REQUEST 1
Reproduce the passage about the internet below word for word, from its first sentence to its last.

SELECTED TEXT
········
I loathe the internet, but often struggle to get through to people that I don't like. Hate being able to connect with strangers or be exposed to new ideas.
I remember being on the internet in the 1990s, and it was fun and weird. Then, at some point, the internet became a slog - associated with this cludgy cotton-brained sense of alienation and despair. For years, I assumed this was nostalgia. Then I became a linux user: my laptop broke, my husband found me his 15-year-old one, but it had seized up and was too slow with modern Windows operating systems. So, I installed Lubuntu - a different operating system, designed to be really lightweight on old hardware but with all the modern features.
Oh gosh I don't want to be that GUY that LINUX GUY but...but...
it was like a cool, fresh cup of water. It was like the fog cleared from my eyes. It was like, my computer was no longer a content machine where I passively grazed like a factory farm animal that had never seen the sun - but it was a tool again, and I was in control of it.
So, when I think about the modern internet, I associate it with these emotions. I have a dreamwidth, after all. I also have a neocities, tho i am thinking of making another one soonish. In the 1990s, the internet was power: easy enough for you to participate in, because the code was rudimentary, and a bit like the wild west - stumbling upon treasures. There was very little interactivity, and frankly this was good. I remember envying people who could set up guestbooks on their websites; but even then, it was bottles washing up on the sea shore, and when I look at what social media has become, I think that perhaps the 90s were best. You'd encounter ideas without any way to respond to them, and have time to think them over; easily ignored, because there were no real networks between them, but the freedom to write your own response in your own way and maybe nobody would ever read it. I remember too that the best hobby websites all died sometime in the 2010s, and that if you are currently in a craft hobby you are almost certainly relying on Sidney Eileen's corset website or some 90s SCA person's writeup of nalbinding or some cosplayer's archived geocities that shows how to make the really good papier mache. I check in with Phil Hine's old website through the internet archive every couple of weeks. Where did that content go, or rather - where did the desire to make that content go? Evidently, the new web rewards new ways of behaving - ways that are less collaborative, less longform, less permanent.
········
DATA EXTRACT
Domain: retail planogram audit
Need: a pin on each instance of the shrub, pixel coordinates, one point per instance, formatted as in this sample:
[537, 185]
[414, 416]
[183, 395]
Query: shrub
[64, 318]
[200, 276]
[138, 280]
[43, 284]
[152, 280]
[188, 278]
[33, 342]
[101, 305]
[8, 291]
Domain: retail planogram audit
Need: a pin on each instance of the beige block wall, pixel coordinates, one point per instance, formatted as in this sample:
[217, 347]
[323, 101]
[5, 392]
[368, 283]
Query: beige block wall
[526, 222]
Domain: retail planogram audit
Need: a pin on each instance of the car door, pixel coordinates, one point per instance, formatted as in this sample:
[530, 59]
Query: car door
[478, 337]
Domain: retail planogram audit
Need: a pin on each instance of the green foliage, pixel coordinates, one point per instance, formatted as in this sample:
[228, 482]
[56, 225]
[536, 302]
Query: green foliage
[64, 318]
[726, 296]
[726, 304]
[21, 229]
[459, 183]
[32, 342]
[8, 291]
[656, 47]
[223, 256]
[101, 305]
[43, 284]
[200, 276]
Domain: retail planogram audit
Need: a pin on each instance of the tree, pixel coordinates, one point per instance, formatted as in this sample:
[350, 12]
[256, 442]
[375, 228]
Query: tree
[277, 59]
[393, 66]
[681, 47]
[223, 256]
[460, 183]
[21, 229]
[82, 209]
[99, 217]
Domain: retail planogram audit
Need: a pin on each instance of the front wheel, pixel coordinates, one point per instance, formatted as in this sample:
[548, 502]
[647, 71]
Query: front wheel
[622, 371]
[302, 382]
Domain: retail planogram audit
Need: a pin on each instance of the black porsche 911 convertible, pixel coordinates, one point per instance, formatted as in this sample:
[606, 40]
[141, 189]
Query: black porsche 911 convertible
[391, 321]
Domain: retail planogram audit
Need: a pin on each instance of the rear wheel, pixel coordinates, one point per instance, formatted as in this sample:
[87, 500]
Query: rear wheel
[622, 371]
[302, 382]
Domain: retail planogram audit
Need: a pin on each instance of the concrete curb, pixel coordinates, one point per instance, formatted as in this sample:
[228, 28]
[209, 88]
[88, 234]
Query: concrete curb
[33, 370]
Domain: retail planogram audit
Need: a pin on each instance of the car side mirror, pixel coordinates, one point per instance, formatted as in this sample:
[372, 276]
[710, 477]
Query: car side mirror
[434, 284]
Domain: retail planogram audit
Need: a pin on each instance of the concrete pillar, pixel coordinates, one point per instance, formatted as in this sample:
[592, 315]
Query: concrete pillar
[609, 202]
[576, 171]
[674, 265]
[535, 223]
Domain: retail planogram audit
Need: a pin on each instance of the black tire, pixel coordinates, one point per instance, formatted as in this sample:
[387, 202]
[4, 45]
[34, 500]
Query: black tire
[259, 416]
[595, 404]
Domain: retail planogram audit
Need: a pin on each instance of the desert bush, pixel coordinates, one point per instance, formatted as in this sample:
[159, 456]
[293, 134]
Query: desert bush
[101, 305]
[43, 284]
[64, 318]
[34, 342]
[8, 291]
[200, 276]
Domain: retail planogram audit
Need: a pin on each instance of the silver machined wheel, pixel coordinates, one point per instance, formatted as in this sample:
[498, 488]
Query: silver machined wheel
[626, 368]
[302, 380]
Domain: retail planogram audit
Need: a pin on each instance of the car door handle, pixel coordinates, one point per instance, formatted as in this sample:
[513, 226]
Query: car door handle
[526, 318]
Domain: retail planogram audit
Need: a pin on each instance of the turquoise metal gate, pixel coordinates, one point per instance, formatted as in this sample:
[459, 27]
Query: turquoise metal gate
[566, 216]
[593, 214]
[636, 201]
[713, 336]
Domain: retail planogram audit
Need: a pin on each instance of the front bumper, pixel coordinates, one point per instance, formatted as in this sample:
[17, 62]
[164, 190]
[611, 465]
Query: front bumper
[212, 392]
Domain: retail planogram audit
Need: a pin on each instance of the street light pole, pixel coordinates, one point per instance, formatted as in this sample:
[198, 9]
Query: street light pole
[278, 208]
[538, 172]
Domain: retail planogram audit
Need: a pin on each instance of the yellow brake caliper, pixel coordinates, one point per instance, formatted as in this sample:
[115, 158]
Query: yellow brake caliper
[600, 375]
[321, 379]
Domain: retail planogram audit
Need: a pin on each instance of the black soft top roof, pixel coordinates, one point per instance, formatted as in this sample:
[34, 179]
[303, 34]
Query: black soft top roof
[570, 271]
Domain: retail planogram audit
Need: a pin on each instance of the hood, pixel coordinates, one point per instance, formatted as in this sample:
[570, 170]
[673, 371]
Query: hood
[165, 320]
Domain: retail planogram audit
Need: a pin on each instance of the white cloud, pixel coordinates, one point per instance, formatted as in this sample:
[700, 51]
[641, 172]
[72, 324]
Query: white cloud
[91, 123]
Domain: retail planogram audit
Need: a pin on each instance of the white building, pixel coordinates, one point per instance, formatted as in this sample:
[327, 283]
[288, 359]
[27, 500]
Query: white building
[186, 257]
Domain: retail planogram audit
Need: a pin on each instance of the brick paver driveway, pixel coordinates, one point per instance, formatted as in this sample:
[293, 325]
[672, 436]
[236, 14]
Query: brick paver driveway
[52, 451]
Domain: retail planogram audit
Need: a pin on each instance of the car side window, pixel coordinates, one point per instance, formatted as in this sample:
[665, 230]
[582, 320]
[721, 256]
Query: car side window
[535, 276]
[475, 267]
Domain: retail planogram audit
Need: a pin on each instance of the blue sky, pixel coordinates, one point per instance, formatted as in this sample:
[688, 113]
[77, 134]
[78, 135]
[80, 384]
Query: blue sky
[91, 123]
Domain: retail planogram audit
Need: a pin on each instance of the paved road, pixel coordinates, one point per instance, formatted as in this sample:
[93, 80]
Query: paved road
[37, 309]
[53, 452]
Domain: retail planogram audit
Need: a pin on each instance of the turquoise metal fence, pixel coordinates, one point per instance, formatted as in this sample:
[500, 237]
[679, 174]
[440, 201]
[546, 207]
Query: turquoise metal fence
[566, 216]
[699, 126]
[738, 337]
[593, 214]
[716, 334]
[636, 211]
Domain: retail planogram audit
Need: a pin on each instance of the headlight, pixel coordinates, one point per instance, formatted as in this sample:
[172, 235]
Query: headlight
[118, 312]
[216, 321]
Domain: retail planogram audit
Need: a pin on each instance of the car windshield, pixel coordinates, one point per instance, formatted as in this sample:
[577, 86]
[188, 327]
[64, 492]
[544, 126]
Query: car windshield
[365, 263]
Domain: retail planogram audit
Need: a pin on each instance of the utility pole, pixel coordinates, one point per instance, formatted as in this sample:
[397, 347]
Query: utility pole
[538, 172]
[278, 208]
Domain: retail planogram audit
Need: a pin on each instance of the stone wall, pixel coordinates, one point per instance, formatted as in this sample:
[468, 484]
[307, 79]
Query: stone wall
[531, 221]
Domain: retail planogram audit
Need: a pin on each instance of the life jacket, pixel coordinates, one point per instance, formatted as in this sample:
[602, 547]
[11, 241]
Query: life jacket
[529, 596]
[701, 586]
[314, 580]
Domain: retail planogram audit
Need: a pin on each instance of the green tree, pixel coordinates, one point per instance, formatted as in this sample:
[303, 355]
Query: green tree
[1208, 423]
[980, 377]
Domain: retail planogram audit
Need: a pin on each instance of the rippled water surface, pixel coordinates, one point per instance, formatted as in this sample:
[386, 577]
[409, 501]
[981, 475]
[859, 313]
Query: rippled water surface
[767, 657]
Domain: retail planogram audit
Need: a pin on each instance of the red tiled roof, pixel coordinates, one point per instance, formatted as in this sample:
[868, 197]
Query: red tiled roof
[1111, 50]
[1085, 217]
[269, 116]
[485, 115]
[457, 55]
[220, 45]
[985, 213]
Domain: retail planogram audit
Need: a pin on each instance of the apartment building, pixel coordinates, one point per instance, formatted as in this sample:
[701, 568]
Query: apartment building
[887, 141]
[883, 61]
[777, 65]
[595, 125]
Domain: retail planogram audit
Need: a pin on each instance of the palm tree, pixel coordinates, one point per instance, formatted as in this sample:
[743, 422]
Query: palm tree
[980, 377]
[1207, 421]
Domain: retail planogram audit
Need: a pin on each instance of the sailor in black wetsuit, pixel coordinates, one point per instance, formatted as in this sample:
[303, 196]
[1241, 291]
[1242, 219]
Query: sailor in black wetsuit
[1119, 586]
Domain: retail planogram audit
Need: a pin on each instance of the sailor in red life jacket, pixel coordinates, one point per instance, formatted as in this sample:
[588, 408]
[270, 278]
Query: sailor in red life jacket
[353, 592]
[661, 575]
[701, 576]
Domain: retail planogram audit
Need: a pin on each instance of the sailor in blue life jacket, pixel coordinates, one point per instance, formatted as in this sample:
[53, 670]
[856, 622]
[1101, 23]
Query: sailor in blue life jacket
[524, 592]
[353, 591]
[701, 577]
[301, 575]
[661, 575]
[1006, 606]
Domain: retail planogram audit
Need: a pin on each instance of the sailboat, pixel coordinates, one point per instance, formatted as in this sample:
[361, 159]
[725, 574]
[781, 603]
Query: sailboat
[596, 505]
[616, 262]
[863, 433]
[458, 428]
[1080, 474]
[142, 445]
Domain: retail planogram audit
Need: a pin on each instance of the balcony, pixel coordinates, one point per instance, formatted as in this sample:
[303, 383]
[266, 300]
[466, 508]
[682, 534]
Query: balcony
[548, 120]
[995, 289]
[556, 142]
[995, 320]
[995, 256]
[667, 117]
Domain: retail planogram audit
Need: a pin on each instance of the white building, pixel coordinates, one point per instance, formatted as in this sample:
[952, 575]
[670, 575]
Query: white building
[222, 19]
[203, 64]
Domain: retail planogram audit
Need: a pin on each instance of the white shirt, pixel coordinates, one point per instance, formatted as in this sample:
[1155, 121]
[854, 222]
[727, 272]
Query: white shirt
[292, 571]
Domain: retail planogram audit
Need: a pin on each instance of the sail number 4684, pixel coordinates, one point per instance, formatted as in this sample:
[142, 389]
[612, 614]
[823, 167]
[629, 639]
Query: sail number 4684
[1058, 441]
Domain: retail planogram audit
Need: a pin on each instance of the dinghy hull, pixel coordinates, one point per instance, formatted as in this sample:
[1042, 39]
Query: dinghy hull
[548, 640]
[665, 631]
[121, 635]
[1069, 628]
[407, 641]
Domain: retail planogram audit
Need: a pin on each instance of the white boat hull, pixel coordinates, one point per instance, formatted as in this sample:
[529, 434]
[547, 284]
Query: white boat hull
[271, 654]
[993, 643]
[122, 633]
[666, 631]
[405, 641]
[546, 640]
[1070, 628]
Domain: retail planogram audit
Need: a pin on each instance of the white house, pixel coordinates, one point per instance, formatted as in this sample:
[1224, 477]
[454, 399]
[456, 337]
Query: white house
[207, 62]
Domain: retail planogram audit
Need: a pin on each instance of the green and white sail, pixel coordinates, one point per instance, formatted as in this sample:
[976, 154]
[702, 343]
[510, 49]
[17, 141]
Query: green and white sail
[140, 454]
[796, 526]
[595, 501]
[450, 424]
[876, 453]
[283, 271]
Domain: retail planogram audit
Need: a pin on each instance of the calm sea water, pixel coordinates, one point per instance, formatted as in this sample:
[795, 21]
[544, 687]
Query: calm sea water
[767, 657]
········
REQUEST 2
Gather every line of the rows above that contains the word "gate" and copy each one out in full.

WORKED SOLUTION 1
I loathe the internet, but often struggle to get through to people that I don't like. Hate being able to connect with strangers or be exposed to new ideas.
I remember being on the internet in the 1990s, and it was fun and weird. Then, at some point, the internet became a slog - associated with this cludgy cotton-brained sense of alienation and despair. For years, I assumed this was nostalgia. Then I became a linux user: my laptop broke, my husband found me his 15-year-old one, but it had seized up and was too slow with modern Windows operating systems. So, I installed Lubuntu - a different operating system, designed to be really lightweight on old hardware but with all the modern features.
Oh gosh I don't want to be that GUY that LINUX GUY but...but...
it was like a cool, fresh cup of water. It was like the fog cleared from my eyes. It was like, my computer was no longer a content machine where I passively grazed like a factory farm animal that had never seen the sun - but it was a tool again, and I was in control of it.
So, when I think about the modern internet, I associate it with these emotions. I have a dreamwidth, after all. I also have a neocities, tho i am thinking of making another one soonish. In the 1990s, the internet was power: easy enough for you to participate in, because the code was rudimentary, and a bit like the wild west - stumbling upon treasures. There was very little interactivity, and frankly this was good. I remember envying people who could set up guestbooks on their websites; but even then, it was bottles washing up on the sea shore, and when I look at what social media has become, I think that perhaps the 90s were best. You'd encounter ideas without any way to respond to them, and have time to think them over; easily ignored, because there were no real networks between them, but the freedom to write your own response in your own way and maybe nobody would ever read it. I remember too that the best hobby websites all died sometime in the 2010s, and that if you are currently in a craft hobby you are almost certainly relying on Sidney Eileen's corset website or some 90s SCA person's writeup of nalbinding or some cosplayer's archived geocities that shows how to make the really good papier mache. I check in with Phil Hine's old website through the internet archive every couple of weeks. Where did that content go, or rather - where did the desire to make that content go? Evidently, the new web rewards new ways of behaving - ways that are less collaborative, less longform, less permanent.

WORKED SOLUTION 2
Need: a pin on each instance of the turquoise metal gate, pixel coordinates, one point per instance, formatted as in this sample:
Query: turquoise metal gate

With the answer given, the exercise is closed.